> [Record excerpts]
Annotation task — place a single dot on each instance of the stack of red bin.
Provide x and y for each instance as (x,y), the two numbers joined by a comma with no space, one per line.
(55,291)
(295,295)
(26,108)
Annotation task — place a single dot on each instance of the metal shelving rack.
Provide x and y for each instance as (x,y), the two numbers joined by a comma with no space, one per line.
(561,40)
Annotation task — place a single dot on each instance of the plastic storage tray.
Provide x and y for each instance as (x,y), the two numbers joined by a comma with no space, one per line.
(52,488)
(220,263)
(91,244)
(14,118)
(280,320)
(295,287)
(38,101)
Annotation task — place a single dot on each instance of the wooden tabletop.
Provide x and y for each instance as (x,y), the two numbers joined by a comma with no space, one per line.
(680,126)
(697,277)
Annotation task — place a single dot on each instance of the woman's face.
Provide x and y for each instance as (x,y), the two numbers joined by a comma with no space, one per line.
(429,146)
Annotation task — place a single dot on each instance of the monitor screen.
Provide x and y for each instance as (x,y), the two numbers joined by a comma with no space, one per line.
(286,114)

> [Work required]
Can you give the records again from the line with "the woman's face." through the end of the records, swapping "monitor screen" for "computer display" and changing nothing else?

> [Complete response]
Annotation task — place a single dot on each instance of the woman's face.
Provide x and y for each instance as (x,y), the two numbers joined by a comma with no space, one per line.
(429,146)
Annotation task — place a single dot on each instance of the computer display.
Provide x and y for each instance as (x,y), the two numbers joined by a comma with no space, one per line.
(286,114)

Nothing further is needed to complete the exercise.